══ Excerpt ══
Laura is a rural town and locality in the Shire of Cook, Queensland, Australia. In the  the locality of Laura had a population of 228 people.

It is the centre for the largest collection of prehistoric rock art in the world, including Quinkan Country which is on the Australian National Heritage List.

Geography 
The locality of Laura is on Cape York Peninsula in Far North Queensland. The town of Laura is on the Peninsula Developmental Road,  the only road that extends towards the north of the peninsula, terminating at Weipa. 

Laura is only a few kilometres from the southern entrance to Rinyirru National Park (in neighbouring Lakefield).

Quinkan Reserve 1 (also known as East Quinkan Reserve) is a protected area for the rock art in the south of the locality (). Quinkan Reserve 2 (also known as West Quinkan Reserve) is a protected area for the rock art in the east of the locality ().

Apart from the rock art reserves, the land use is predominantly grazing on native vegetation.

History 
Aboriginal people have made their home in the Laura River valley for at least 50,000 years. In the wet season, they would camp under rock shelters on the high ground. This is where their rock art can be found. The area was on the borders of Kokowara and Kokojawa lands.

Guugu Yimithirr (also known as Koko Yindjir, Gugu Yimidhirr, Guguyimidjir) is an Australian Aboriginal language of Hope Vale and the Cooktown area. The language region includes the local government area of the Aboriginal Shire of Hope Vale and the Shire of Cook, particularly the localities of Cape Bedford, Battle Camp (in Laura) and sections of the Normanby River and Annan River.

Kuku-Thaypan (also known as Gugu Dhayban, Kuku Taipan, Thaypan) is an Australian Aboriginal language spoken in Hann River, Laura  and Musgrave River and on Mornington Island, within the local government boundaries of the Cook Shire.

Some of the earliest pastoral leases on Cape York Peninsula were taken up in the Laura district. However, the town of Laura did not develop until the discovery of gold on the Palmer River.

The town takes its name from the Laura River, which in turn was named in 1873 by explorer and surveyor Archibald Campbell Macmillan after his wife Laura Bower (née Poingdestre).

In 1873 gold was discovered on the Palmer River. Travellers coming from Cooktown to the Palmer Goldfields would cross the Laura River at Laura. This was a very violent period, as local aboriginal clans waged a war of resistance against encroachment on and usurpation of their lands.  A Native Mounted Police camp was established near the Lower Laura crossing to protect travellers.
═══
══ Dataset content ══
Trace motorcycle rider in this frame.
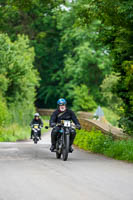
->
═══
*Instruction 1*.
Answer these questions about the text on Laura, Queensland:
(a) At which place does the Peninsula Developmental Road terminate?
(b) Apart from the rock art reserves, what is the main land use in the locality?
(c) Where was the Native Mounted Police camp established?
*Instruction 2*.
Go on with the text about Laura, Queensland, starting after its final sentence.
The listing has no connection to the text about Laura, Queensland.

*Written reply 1*.
(a) Weipa.
(b) Grazing on native vegetation.
(c) Near the Lower Laura crossing.

*Written reply 2*.
Maytown State School opened circa 1877 and closed in 1917. It reopened in 1924 and closed on 1925.

During the gold boom a railway line was planned between Cooktown and the Palmer gold fields. By 1888 the Cooktown to Laura Railway had been built as far as Laura.

Laura Post Office opened on 8 October 1888.

Laura Provisional School opened on 19 March 1889 and closed in 1903.

The railway was extended towards the Palmer gold fields with an impressive bridge over the Laura River opened, to great fanfare, in 1891. However, since the Palmer gold fields were in decline, a new Queensland Government decided to abandon the project. Only one train ever crossed the bridge - the train that ran on the day that it opened. In 1903 the Queenslad Government closed the railway line, but the Cook Shire Council leased it and operated it until 1904 when the Queensland Government decided to continue its operation of the line.

Following the relocation of the Endeavour River No 1 Provisional School building to the town, it reopened on 28 February 1919 as Laura Provisional School, which operated on a part-time basis with Endeavour River No 2 Provisional School and Endeavour River No 3 Provisional School (meaning one teacher was being shared by three schools). However it did not attract any enrolments and so closed on 31 March 1919. The school building was moved again and reopened as Flaggy Provisional School in conjunction with Endeavour River No 2 and No 3 schools.

The rail line contributed to the growth of Laura. It was used by miners and by peninsula cattle properties. The railway finally closed in 1961.

It was during the 1960s that Quinkan rock art galleries were reported by Percy Trezise, an airline pilot who surveyed the area from the air for likely sites and later walked in to rediscover them.

The current Laura State School opened on 31 January 1968.

At the 2006 census, Laura and the surrounding area had a population of 225.

In the 2011 census, Laura had a population of 80 people.

In the  the locality of Laura had a population of 228 people.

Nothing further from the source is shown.